• _The data_:
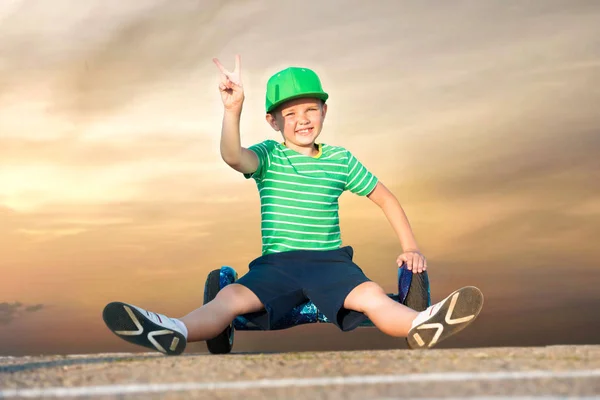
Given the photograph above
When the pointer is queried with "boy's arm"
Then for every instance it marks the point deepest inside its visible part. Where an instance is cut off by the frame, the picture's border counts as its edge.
(395, 214)
(236, 156)
(232, 94)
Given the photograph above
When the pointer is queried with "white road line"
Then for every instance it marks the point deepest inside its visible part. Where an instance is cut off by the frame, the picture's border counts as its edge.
(499, 398)
(293, 382)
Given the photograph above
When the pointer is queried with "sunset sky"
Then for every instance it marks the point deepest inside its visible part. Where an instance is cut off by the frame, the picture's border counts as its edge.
(483, 117)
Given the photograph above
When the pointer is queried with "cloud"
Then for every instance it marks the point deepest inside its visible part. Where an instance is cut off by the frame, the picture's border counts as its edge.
(10, 311)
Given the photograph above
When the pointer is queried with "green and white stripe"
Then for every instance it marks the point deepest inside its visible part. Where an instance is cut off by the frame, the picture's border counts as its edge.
(299, 195)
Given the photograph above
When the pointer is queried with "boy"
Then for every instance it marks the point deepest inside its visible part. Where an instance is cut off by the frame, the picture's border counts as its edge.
(299, 184)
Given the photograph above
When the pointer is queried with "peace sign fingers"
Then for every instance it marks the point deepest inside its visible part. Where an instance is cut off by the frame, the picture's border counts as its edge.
(235, 76)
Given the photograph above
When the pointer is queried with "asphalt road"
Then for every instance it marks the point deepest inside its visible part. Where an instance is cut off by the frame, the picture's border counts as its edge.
(538, 372)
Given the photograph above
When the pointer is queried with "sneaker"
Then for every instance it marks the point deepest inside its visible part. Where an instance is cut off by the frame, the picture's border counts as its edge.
(148, 329)
(445, 318)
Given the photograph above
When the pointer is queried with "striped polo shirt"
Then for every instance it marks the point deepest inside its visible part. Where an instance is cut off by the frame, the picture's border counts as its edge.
(299, 195)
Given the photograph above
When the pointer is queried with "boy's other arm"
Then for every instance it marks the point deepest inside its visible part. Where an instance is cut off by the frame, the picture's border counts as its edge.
(236, 156)
(232, 94)
(395, 214)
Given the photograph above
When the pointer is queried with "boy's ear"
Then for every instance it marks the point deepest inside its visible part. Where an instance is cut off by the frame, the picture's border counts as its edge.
(272, 121)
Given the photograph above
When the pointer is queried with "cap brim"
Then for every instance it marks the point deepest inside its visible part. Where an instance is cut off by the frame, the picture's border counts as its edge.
(319, 95)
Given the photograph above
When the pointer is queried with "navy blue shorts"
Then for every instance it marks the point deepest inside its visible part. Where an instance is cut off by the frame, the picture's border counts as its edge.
(285, 280)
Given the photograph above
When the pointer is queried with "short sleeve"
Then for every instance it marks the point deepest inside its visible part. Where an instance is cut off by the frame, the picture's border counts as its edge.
(263, 151)
(360, 180)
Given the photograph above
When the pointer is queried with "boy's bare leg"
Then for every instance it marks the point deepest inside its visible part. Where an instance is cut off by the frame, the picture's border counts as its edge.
(212, 318)
(422, 329)
(170, 335)
(387, 315)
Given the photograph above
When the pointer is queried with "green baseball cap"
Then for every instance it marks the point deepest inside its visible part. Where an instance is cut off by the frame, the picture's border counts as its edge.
(292, 83)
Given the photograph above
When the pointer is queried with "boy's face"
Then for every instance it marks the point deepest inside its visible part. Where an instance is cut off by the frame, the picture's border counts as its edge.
(300, 121)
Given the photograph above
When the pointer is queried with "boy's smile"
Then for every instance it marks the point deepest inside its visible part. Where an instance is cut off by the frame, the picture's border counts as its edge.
(300, 122)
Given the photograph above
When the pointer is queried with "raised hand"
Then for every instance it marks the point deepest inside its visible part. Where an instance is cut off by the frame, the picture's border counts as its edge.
(232, 91)
(415, 261)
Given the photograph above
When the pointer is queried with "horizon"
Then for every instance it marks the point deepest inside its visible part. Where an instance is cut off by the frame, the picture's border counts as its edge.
(482, 118)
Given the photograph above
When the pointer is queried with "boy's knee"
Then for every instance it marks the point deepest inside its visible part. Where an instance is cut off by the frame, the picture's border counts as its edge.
(365, 296)
(238, 299)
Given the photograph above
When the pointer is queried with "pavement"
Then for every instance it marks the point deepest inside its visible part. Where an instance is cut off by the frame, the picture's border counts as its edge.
(552, 372)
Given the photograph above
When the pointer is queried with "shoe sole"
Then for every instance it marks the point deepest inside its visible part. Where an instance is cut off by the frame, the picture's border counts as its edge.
(131, 325)
(459, 310)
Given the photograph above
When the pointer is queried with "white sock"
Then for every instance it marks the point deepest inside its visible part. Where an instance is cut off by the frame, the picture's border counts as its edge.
(181, 326)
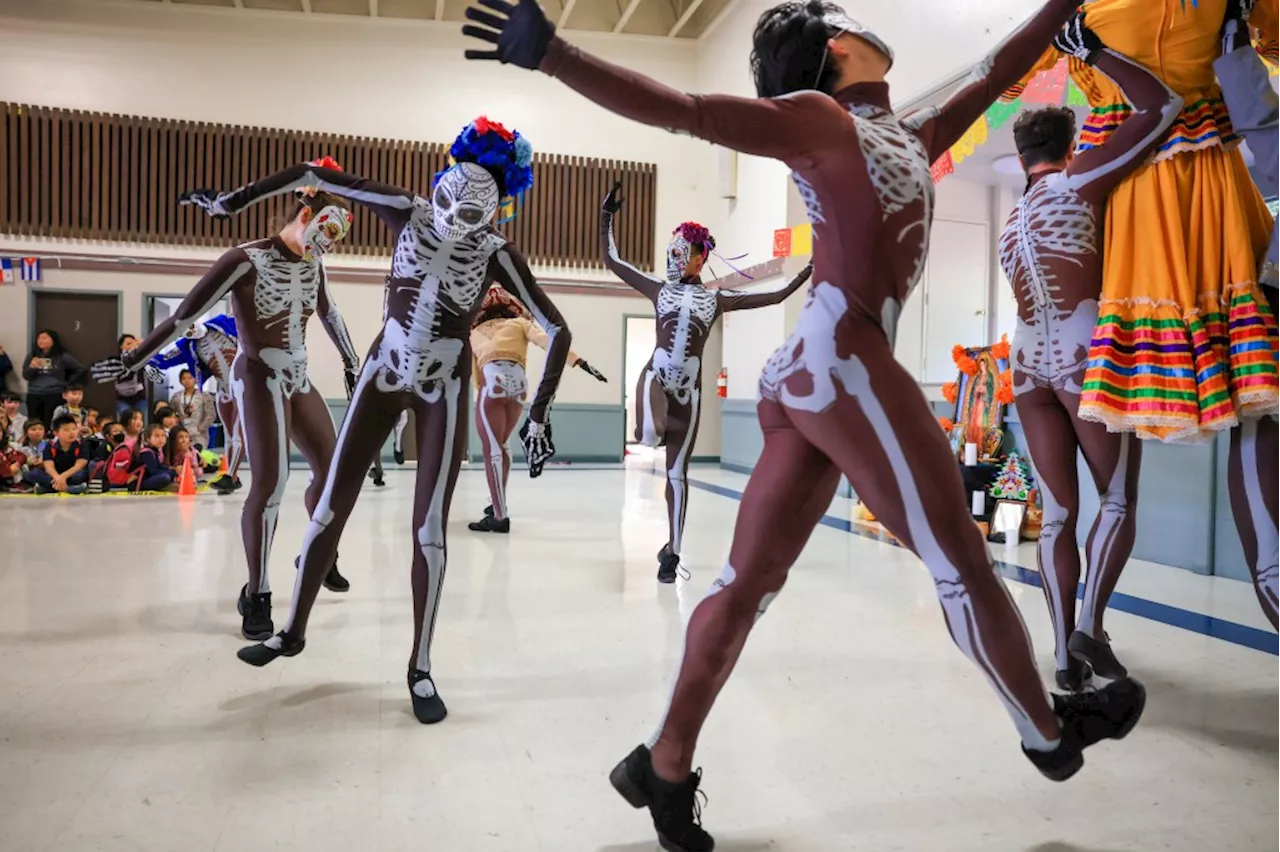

• _Problem_: Each entry above should be written out verbatim, minus its pictures.

• _Answer for this exercise_:
Given the photograph above
When the pointer is queried with "boy's arm"
Then for every instance it marks the point deepest inside its visible part. Where an instance is cut off by the frame, the picture's border counts as its edge.
(395, 214)
(236, 156)
(232, 94)
Given the photograph above
When the pointer is queried with "white road line"
Then for every instance it marks the point deepest inside its visible part. Where an instance is cut off by the frame, the picture's border counts as its edge.
(499, 398)
(293, 382)
Given the photograph above
When the pointer is queried with "sunset sky"
Then for every instance it marks the point deepest inside its visible part. Where an instance is cut off by the frame, the picture's border counts as its edge.
(483, 117)
Given the photograph above
When the pointer is queried with "cloud"
Then for every instance it marks the point deepest inside its visible part. Where an instance is cut off by the frame, the picture's border counts as its edge.
(10, 311)
Given the photograph above
When the pointer is queried with "green and white stripe"
Then for every instance it marks the point deepest inside its visible part. Where an instance is cut off by the frame, the picture's border counts as its edge.
(299, 195)
Given the photograph above
When the pointer is queried with "boy"
Then for every instance it marks the point deepest inside its visible part. Where an instance is cut off by the frame, the picture's border counts as its edge.
(299, 184)
Given the photograph above
When the pointer is queried with "peace sign fingers"
Then for every instance it marks the point deepest inside its visible part. Where an instance is cut off by the frame, the picture's border counts as its edge.
(235, 76)
Given the photograph above
When the pointer is queried with "asphalt road"
Then for every instance it marks the point deepest inside its visible part. Where an instance is cut off by the frame, the picture's border counts as its edge.
(538, 372)
Given the photograph above
When the pointer is queried with "sneaker"
Then for every instance it marks the point deepest inside its visible part. Where an instance is cut off by the frame, the picture's border counts as its edge.
(148, 329)
(445, 318)
Given the photograph above
When the pointer is queried with "striped polo shirt"
Then for every instance it marks the point deepest inside its visible part. Where an instance is cut off by the frame, the picture's border counts as its edge.
(299, 195)
Given the photograph above
When the pointer is queried with "boy's other arm"
Then for every instance it marks the point deepest inside its visible part. Where an instance is cut off by the frame, the picture's border counts as its edge.
(236, 156)
(232, 94)
(395, 214)
Given the photograph above
When the pointer is queried with "boy's ear"
Then for every instance it marks the point deepest inside its visible part. Where an instance is cut off by the frame, the picture's border counts as its edge.
(272, 121)
Given the photograph above
When the pointer is queried with "cap brim"
Then for every instance it marks the point deepest inside its visible part. Where an instance is cut off by the frame, the picture's border counts as its edge.
(319, 95)
Given the photograph above
When the pointer is queried with "navy blue shorts"
Then for every instance it marks the point deepest inside its visible part. Where an instance is cut off by the frame, the picture's border counts as its edge.
(285, 280)
Given the photograph above
When the pointer is queried with "short sleeve"
Then for every instance it marks the point deepest inside its visible part. Where an instance is cut off by the frame, the picture's border counts as its edge.
(263, 151)
(360, 180)
Given the photograph above
When the pointer is queried with "boy's bare leg"
Then for every instance it marks the point deepest inside its visible part. Where an instance is cut off by the frame, the picture's border counts as its edge.
(212, 318)
(422, 329)
(170, 335)
(387, 315)
Given the photograph above
When the pointer is queried with "green baseball cap"
Then for every instance it marks the point deepest inside its visible part. Where an instance is cut off by the frame, the picture's border counts as its edge.
(292, 83)
Given the photograph above
When the pointer is queried with "boy's face"
Then for every instance it marks the point deepest inside its visible part. Where an instance is cut off by the frame, the picture's border counts as its edge.
(300, 121)
Given the photograph above
When the pointer is queried with "boy's smile"
Then for every instance it marks the point deepest inside its visible part. Where an instance is cut off by the frame, the picture's border counts as its edge.
(300, 122)
Given the photograph above
When the pointer is queried with "raised hand"
Then for every instance it marks the point deepest inside its visible part. Where an instance is cut off by the frame, the picture's border counts as its edge.
(232, 91)
(415, 261)
Given the photograph above
When the pointer is queried with "horizon"
Then for every instance it marks the point deepest inside its visible part. Where an instance is cut off by the frame, the picture's border counts as its edge.
(482, 118)
Given the photograph above
When the pointer is queried with "boy's knee"
Then for every instance it marks the point deepest inside its visible part. Where an instance is cut off by the frame, the picture's border counts as its edge.
(365, 296)
(238, 299)
Given the photograph above
When the pointer is queried with "pavement"
Then for every instance it marks the point deepest inside its visible part. Where an instance is cut off by the frame, the picture's border counts as its edge.
(552, 372)
Given the photograph above
When the pointer is queried with "shoe sole"
Then for every instance it marks the point deepest inside its visible part. Where an instance is cut off by the frame, the picture's border counts as its edge.
(131, 325)
(459, 310)
Given the photograph above
When the pointer is queried with "white sock"
Then for every instance it marks the point deepest inside its visible part. Where an instance is cut off by the frame, the picture's border counts as its edge.
(181, 326)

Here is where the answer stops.